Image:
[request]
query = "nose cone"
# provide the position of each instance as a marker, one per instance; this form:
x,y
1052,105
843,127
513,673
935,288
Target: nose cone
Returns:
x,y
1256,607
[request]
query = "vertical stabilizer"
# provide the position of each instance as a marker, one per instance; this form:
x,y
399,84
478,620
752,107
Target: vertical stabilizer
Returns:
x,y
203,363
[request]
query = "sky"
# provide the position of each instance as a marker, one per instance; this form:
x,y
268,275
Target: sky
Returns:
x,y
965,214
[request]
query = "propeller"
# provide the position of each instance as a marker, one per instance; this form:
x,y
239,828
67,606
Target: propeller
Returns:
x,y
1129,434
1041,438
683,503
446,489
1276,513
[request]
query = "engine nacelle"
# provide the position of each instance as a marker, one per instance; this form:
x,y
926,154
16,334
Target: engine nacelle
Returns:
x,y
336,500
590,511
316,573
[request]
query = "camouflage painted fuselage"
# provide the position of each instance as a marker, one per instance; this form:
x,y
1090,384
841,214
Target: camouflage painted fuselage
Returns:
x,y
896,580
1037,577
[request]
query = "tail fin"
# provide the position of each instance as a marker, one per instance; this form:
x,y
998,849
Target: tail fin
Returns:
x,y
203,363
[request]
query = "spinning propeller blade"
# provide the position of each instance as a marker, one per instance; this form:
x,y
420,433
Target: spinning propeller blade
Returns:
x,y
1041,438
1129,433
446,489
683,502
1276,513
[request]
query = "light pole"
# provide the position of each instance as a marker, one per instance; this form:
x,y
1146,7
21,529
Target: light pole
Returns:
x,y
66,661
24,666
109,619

·····

- _TASK TO COMPLETE_
All of the material above needs to be retyped word for word.

- _COMPLETE RESPONSE_
Image:
[request]
query = "nose cone"
# provide the position of each instance as a marker, one per instance; this form:
x,y
1052,105
843,127
513,673
935,288
Target: nose cone
Returns:
x,y
1256,607
[request]
query = "vertical stabilizer"
# provide the position of each instance as a marker, one per instance; this form:
x,y
399,84
478,620
752,107
Target: vertical stabilizer
Returns:
x,y
203,363
[request]
query = "sky"
# provide the position of each instance as a marker, one per instance; this form:
x,y
268,275
Target: sky
Returns:
x,y
965,214
[request]
query = "propeller"
# provide the position of each instance as a marker, one per instance; this form:
x,y
239,828
67,606
Target: propeller
Returns:
x,y
1129,434
1041,438
683,503
446,489
1276,513
[request]
query = "engine nacelle"
# provide the position of each instance as a marker, one per instance; this form:
x,y
926,154
16,334
Target: engine nacelle
Returns:
x,y
336,500
590,511
316,573
[request]
query = "camouflage painted fuselage"
# provide the position of each instance as a marker, one per instance; this form:
x,y
1090,384
841,214
Target: camouflage painted fuselage
Returns:
x,y
896,580
1037,577
[request]
query = "tail fin"
# provide the position of each instance as a marker, one per instance; this form:
x,y
998,849
Target: tail fin
Returns:
x,y
203,363
[request]
query = "spinning propeller blade"
# provide the position of each instance as a marker, one per instance; this form:
x,y
420,433
Target: spinning propeller blade
Returns:
x,y
1041,438
1129,433
446,489
683,502
1276,513
[request]
query = "light pole"
# provide the position of each instance as a marker, one per instance; this form:
x,y
1146,7
21,529
Target: light pole
Returns:
x,y
66,661
24,666
109,619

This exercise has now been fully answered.